> _YOUR GOAL_: Repeat the data in full. No line may differ from the original.

> _DATA FOR THIS TASK_:
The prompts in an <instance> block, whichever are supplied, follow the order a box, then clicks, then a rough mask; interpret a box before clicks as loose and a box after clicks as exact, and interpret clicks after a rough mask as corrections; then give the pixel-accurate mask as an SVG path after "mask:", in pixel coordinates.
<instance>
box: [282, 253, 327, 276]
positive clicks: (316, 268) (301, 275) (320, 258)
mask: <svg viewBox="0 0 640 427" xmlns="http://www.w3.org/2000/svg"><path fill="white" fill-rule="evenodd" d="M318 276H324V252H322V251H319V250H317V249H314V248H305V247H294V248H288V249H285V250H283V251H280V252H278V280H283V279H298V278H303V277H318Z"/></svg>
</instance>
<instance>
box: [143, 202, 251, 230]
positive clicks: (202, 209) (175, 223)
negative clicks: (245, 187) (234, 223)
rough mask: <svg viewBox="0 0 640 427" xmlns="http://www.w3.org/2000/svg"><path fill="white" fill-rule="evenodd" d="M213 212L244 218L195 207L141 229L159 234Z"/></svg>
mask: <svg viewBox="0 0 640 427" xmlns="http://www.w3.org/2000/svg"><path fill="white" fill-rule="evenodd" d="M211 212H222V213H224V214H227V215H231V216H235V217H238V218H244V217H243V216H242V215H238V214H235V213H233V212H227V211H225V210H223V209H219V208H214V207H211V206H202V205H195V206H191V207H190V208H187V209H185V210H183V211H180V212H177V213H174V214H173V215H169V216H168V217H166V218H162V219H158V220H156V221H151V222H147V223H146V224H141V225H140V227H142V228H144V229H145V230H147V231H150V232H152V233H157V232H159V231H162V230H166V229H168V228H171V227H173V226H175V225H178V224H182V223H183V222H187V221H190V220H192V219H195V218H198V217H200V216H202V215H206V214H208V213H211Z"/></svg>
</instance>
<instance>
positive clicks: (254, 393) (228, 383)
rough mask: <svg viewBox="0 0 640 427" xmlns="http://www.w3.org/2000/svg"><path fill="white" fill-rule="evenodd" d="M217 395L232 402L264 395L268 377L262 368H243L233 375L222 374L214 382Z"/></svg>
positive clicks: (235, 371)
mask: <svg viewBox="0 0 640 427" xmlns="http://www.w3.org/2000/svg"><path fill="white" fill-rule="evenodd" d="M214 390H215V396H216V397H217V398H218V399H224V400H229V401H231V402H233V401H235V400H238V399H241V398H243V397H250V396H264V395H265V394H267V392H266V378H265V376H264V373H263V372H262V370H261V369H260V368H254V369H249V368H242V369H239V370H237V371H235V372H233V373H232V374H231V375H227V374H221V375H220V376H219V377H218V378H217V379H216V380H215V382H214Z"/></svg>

> _RESPONSE TO THIS TASK_:
The prompts in an <instance> block, whichever are supplied, follow the order a box, then clicks, then a rough mask; interpret a box before clicks as loose and a box after clicks as exact, and interpret clicks after a rough mask as corrections; then give the pixel-accurate mask as an SVG path after "mask:", in pixel coordinates.
<instance>
box: [282, 253, 327, 276]
positive clicks: (316, 268) (301, 275) (320, 258)
mask: <svg viewBox="0 0 640 427" xmlns="http://www.w3.org/2000/svg"><path fill="white" fill-rule="evenodd" d="M318 276H324V252H322V251H319V250H317V249H314V248H305V247H294V248H288V249H285V250H283V251H280V252H278V280H283V279H298V278H303V277H318Z"/></svg>
</instance>
<instance>
box: [143, 202, 251, 230]
positive clicks: (202, 209) (175, 223)
negative clicks: (245, 187) (234, 223)
rough mask: <svg viewBox="0 0 640 427" xmlns="http://www.w3.org/2000/svg"><path fill="white" fill-rule="evenodd" d="M213 212L244 218L195 207L141 229L159 234Z"/></svg>
mask: <svg viewBox="0 0 640 427" xmlns="http://www.w3.org/2000/svg"><path fill="white" fill-rule="evenodd" d="M211 212H222V213H224V214H227V215H231V216H235V217H238V218H244V217H243V216H242V215H238V214H235V213H233V212H227V211H225V210H223V209H219V208H214V207H211V206H202V205H195V206H191V207H190V208H187V209H185V210H183V211H180V212H177V213H174V214H173V215H169V216H168V217H166V218H162V219H158V220H156V221H151V222H147V223H146V224H141V225H140V227H142V228H144V229H145V230H147V231H150V232H152V233H157V232H159V231H162V230H166V229H168V228H171V227H173V226H175V225H178V224H182V223H183V222H187V221H190V220H192V219H195V218H198V217H200V216H202V215H206V214H208V213H211Z"/></svg>
</instance>
<instance>
positive clicks: (254, 393) (228, 383)
rough mask: <svg viewBox="0 0 640 427" xmlns="http://www.w3.org/2000/svg"><path fill="white" fill-rule="evenodd" d="M217 395L232 402L264 395L268 377L262 368H243L233 375L222 374L214 382Z"/></svg>
positive clicks: (235, 371)
mask: <svg viewBox="0 0 640 427" xmlns="http://www.w3.org/2000/svg"><path fill="white" fill-rule="evenodd" d="M214 390H215V396H216V397H217V398H218V399H224V400H229V401H231V402H233V401H235V400H238V399H241V398H243V397H250V396H264V395H265V394H267V392H266V378H265V376H264V373H263V372H262V370H261V369H260V368H254V369H249V368H242V369H239V370H237V371H235V372H233V373H232V374H231V375H227V374H221V375H220V376H219V377H218V378H217V379H216V380H215V382H214Z"/></svg>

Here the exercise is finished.